• _Stored data entries_
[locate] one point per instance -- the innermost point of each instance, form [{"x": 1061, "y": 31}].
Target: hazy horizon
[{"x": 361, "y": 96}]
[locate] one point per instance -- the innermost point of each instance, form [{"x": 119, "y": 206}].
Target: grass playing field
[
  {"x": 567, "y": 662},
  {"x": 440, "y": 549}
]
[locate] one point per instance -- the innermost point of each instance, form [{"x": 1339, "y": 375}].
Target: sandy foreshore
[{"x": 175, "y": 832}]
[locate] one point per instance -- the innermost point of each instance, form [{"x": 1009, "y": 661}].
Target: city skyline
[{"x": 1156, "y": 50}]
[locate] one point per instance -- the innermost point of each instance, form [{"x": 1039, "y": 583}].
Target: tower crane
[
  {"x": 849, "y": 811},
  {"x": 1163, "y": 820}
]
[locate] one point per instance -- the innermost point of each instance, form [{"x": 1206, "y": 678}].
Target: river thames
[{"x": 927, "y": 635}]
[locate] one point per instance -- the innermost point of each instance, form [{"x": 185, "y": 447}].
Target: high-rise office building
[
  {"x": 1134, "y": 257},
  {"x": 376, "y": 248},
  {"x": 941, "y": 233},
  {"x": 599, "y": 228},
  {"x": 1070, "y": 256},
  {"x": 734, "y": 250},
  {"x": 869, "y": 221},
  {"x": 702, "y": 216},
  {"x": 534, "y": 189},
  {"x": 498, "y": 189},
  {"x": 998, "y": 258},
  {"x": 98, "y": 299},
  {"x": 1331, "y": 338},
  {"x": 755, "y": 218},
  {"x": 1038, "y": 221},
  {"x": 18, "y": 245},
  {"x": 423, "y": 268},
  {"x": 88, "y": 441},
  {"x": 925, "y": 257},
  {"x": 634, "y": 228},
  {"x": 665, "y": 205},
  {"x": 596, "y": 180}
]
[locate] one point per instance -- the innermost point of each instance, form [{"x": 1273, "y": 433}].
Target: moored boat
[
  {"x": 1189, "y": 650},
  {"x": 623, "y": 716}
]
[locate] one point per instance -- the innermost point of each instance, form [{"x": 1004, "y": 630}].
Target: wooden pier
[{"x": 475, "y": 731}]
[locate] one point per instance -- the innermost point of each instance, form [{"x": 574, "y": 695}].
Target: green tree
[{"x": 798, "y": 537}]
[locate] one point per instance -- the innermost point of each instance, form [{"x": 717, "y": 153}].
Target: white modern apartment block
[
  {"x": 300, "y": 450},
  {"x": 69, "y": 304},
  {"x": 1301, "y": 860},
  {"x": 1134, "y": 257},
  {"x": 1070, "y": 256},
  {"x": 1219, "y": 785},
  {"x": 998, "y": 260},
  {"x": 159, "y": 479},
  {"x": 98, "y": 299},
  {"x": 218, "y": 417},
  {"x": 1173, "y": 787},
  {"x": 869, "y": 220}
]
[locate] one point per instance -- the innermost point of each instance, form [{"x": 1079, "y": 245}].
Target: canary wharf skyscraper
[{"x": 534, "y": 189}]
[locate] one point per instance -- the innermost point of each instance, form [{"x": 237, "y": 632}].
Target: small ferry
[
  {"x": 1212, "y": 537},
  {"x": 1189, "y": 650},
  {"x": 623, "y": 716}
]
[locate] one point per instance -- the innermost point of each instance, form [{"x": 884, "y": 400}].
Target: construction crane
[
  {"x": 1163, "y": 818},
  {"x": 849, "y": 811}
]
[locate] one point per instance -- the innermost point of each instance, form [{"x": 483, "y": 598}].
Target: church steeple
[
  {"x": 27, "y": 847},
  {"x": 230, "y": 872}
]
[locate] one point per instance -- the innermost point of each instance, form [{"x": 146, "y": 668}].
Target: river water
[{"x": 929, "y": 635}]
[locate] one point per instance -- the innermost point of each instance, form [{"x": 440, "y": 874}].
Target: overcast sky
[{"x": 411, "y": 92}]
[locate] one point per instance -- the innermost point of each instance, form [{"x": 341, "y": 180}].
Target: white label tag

• _Exercise requirements_
Give back the complete data, each line unchanged.

• _Answer for this exercise_
[locate] one point per instance -- the innermost point of each instance, form [{"x": 1061, "y": 31}].
Target: hazy horizon
[{"x": 361, "y": 96}]
[locate] one point per instance -- the innermost point of each instance, form [{"x": 119, "y": 206}].
Target: grass playing field
[
  {"x": 567, "y": 662},
  {"x": 440, "y": 549}
]
[locate] one point per instance -- the innermost point of each instance, form [{"x": 1339, "y": 375}].
Target: sandy foreshore
[{"x": 175, "y": 832}]
[locate] one point per instance -- the innermost point of each instance, form [{"x": 1009, "y": 661}].
Target: city skyline
[{"x": 1156, "y": 50}]
[locate] one point per instance -- the innermost point of each instance, form [{"x": 1039, "y": 583}].
Target: tower crane
[
  {"x": 849, "y": 811},
  {"x": 1163, "y": 820}
]
[locate] one point per instance -- the innermost point of each instance, form [{"x": 1206, "y": 678}].
Target: river thames
[{"x": 927, "y": 635}]
[locate] one point per instance -- the innermost point of each instance, form [{"x": 185, "y": 447}].
Target: high-rise office building
[
  {"x": 1134, "y": 257},
  {"x": 376, "y": 248},
  {"x": 941, "y": 233},
  {"x": 599, "y": 228},
  {"x": 1070, "y": 256},
  {"x": 734, "y": 250},
  {"x": 869, "y": 221},
  {"x": 702, "y": 216},
  {"x": 534, "y": 189},
  {"x": 498, "y": 189},
  {"x": 998, "y": 258},
  {"x": 98, "y": 299},
  {"x": 1331, "y": 338},
  {"x": 755, "y": 218},
  {"x": 1038, "y": 221},
  {"x": 18, "y": 245},
  {"x": 423, "y": 268},
  {"x": 88, "y": 441},
  {"x": 925, "y": 257},
  {"x": 634, "y": 228},
  {"x": 665, "y": 205},
  {"x": 596, "y": 180}
]
[locate] one point per instance -- the innermost point of each instance, form [{"x": 1273, "y": 433}].
Target: moored boat
[
  {"x": 1189, "y": 650},
  {"x": 623, "y": 716}
]
[locate] one point per instance -- the innermost point of each instance, form [{"x": 1004, "y": 630}].
Target: wooden pier
[{"x": 475, "y": 731}]
[locate] one point per instance -- the innermost point of each instance, form [{"x": 574, "y": 695}].
Target: green tree
[{"x": 798, "y": 537}]
[locate] one point per instance -- the innermost point of each instance, form [{"x": 717, "y": 153}].
Target: white modern apartment block
[
  {"x": 300, "y": 450},
  {"x": 69, "y": 304},
  {"x": 1301, "y": 860},
  {"x": 1134, "y": 257},
  {"x": 1070, "y": 256},
  {"x": 1219, "y": 785},
  {"x": 998, "y": 260},
  {"x": 159, "y": 479},
  {"x": 98, "y": 299},
  {"x": 218, "y": 417},
  {"x": 1173, "y": 787},
  {"x": 869, "y": 220}
]
[locate] one point per instance -- the innermost point of each instance, form [{"x": 1079, "y": 245}].
Target: canary wharf skyscraper
[{"x": 534, "y": 189}]
[locate] one point per instance -- the innermost point of each instance, form [{"x": 237, "y": 632}].
Target: small ferry
[
  {"x": 1212, "y": 537},
  {"x": 1189, "y": 650},
  {"x": 623, "y": 716}
]
[locate] one point per instance -- the innermost point of each instance, form [{"x": 884, "y": 400}].
Target: construction crane
[
  {"x": 1163, "y": 818},
  {"x": 849, "y": 811}
]
[locate] one point per instance -- the innermost point of each instance, form [{"x": 483, "y": 598}].
Target: church steeple
[
  {"x": 27, "y": 847},
  {"x": 230, "y": 872}
]
[locate] one point per instance -- the innermost point of each instance, form [{"x": 146, "y": 668}].
Target: river water
[{"x": 929, "y": 635}]
[locate] one point per instance -- the innermost point of each instance, form [{"x": 440, "y": 874}].
Target: overcast sky
[{"x": 411, "y": 92}]
[locate] one point per instance -- the innermost point of each instance, form [{"x": 341, "y": 180}].
Target: white label tag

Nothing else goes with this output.